Sans le savoir, elle exprimait l’esprit de ce livre : oui, la relation mère-fille est parfois difficile mais au-delà de ces difficultés, elle apporte des bonheurs à savourer et d’autres à découvrir. Et si la relation mère-fille n’apporte pas grand-chose de positif, eh bien il reste à construire sa vie, ses amitiés, ses amours et c’est bon... N’est-ce pas ce que cherchaient les femmes que j’ai interviewées pour cette enquête : le bonheur d’être ensemble mères et filles et le bonheur pour soi, dans sa vie personnelle ? Je repense (tous les prénoms ont été changés) à Pomme, 39 ans, qui souffrait d’avoir été trop aimée. À Lucie, 35 ans, qui n’arrivait pas à s’extraire de l’enfance. À Manon, 23 ans, si proche de sa maman qu’elle ne pouvait se résoudre à la quitter. À Julia, 30 ans, terrassée depuis dix ans par une grave dépression et persuadée d’avoir une mère toxique. À Laetitia, 55 ans, racontant le départ de sa mère sur un quai de gare. Elle partait rejoindre son amoureux : elle avait des choses à vivre, comme elle l’a expliqué à sa petite fille de quatre ans. À Lilou, 28 ans, avec ses tatouages et son piercing dans le nez, essayant de s’inventer un « moi » sous les yeux de sa mère, estomaquée par ce « crime ». À Justine, 34 ans, qui a fait un enfant pour... sa mère qui cherche un sens à sa vie. À Elsa, 41 ans, que la thérapeute familiale prend à part : Faites attention à votre maman, elle est fragile ! À Catherine, 61 ans, une nouvelle jeune retraitée qui tourne en rond en pensant qu’elle a tout bon et qui ne comprend pas pourquoi ses filles ne l’appellent pas, ne viennent pas la voir.

Mais je pensais en parallèle aux rires de cette enquête : à la joie d’Annie, 63 ans, qui s’entend si bien avec ses jumelles. À Caroline, 30 ans, si fière d’avoir mis au monde une sacrée petite bonne femme aujourd’hui âgée de cinq ans. À Cathy, 44 ans, qui adore sa mère et refuse de faire entrer du négatif dans sa vie : Il faut qu’on se parle est sa phrase-clé et clarifier les choses son obsession...

Clarifier les choses : c’est aussi mon objectif en écrivant ce livre car nous sommes toutes un peu perdues. Qu’est-ce qu’une relation mère-fille réussie aujourd’hui ? Que veulent dire les conflits ? Pourquoi cette relation est-elle prise de tête pour nous et si simple pour d’autres filles ? Si simple pour d’autres mères et si difficile pour nous ? Quel est le rôle d’une mère ? Que peut-on lui demander sans trop exiger ? Et les filles sont-elles ingrates quand elles n’arrivent pas à reconnaître les points positifs de leur éducation – car il y en a forcément. Pourquoi sommes-nous si agacées ? Si déçues ? Et pourquoi n’arrive-t-on pas à se parler calmement ? Et dans dix ans, où en serons-nous ? Peut-on se réconcilier après s’être fâchées si fort ?

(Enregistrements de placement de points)

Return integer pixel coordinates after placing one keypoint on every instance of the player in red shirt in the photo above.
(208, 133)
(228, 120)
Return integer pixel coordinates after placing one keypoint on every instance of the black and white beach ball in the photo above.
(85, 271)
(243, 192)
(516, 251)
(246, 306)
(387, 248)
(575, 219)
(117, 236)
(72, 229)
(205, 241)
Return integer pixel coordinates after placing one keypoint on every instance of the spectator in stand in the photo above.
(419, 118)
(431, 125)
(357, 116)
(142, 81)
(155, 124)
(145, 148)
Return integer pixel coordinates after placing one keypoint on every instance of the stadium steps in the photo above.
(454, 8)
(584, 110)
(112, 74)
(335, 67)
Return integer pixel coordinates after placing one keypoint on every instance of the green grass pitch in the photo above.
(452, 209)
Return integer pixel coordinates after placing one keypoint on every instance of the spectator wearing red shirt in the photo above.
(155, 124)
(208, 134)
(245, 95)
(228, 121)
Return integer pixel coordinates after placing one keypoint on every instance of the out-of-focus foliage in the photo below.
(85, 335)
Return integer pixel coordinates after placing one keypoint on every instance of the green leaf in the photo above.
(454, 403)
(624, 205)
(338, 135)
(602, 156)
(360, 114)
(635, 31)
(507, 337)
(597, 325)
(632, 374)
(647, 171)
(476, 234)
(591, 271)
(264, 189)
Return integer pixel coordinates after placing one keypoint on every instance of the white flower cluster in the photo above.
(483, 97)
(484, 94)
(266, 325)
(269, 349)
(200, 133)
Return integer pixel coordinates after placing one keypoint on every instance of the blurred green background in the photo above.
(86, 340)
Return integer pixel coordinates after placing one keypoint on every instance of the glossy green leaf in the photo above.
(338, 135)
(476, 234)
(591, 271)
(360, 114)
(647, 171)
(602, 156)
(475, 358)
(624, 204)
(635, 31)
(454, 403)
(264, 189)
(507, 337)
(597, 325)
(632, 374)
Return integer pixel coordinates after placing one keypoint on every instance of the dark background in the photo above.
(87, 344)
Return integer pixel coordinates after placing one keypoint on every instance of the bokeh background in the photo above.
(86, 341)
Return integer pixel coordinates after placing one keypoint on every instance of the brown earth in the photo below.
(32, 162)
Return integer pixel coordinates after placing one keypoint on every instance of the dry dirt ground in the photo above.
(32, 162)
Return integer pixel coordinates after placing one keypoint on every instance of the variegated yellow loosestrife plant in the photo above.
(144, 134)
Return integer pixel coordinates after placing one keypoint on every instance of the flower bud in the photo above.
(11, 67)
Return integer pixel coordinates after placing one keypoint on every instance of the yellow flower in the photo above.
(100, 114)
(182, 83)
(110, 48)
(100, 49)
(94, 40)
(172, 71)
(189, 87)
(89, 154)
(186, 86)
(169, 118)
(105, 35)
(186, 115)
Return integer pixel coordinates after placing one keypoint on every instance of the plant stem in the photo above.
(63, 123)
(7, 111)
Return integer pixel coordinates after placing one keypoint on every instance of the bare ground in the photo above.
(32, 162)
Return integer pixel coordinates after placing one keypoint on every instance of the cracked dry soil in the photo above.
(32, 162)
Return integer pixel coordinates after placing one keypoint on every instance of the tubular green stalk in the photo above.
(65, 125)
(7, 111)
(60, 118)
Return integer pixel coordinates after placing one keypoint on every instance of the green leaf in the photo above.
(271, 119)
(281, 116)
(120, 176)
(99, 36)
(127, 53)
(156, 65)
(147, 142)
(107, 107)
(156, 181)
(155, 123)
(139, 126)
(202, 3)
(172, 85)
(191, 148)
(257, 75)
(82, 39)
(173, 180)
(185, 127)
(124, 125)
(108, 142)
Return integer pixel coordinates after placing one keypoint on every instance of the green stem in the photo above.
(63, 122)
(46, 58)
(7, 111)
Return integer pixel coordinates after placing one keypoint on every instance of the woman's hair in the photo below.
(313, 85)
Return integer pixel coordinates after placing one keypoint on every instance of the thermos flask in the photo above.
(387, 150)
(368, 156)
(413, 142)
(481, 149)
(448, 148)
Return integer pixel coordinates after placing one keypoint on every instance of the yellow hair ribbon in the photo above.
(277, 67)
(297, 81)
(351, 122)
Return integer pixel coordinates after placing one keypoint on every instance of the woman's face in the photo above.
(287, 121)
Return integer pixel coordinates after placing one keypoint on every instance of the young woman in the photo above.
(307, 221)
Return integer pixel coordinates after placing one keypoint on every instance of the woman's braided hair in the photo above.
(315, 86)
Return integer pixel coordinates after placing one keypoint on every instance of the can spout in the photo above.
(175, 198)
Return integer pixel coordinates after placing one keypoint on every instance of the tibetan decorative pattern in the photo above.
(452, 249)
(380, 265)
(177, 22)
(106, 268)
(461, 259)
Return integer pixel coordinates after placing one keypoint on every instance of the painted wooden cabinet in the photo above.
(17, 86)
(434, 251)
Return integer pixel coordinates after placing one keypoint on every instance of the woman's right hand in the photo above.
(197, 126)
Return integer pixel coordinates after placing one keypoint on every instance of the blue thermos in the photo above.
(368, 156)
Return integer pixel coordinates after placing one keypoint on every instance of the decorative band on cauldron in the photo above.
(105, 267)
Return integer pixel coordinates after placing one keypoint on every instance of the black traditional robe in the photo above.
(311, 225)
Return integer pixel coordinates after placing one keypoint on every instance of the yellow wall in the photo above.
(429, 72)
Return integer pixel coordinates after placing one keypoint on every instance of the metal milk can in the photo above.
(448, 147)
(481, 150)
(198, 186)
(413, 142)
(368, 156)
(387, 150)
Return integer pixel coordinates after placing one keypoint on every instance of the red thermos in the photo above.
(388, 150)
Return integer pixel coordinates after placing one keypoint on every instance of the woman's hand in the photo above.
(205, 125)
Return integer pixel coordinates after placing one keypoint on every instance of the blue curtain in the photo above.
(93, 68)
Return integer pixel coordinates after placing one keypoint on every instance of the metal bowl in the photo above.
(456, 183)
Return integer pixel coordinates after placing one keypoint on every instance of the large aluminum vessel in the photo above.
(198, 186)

### Consigne:
D'après le texte sur la relation mère-fille, pour qui Justine, 34 ans, a-t-elle fait un enfant ?

### Réponse:
Pour sa mère, qui cherche un sens à sa vie.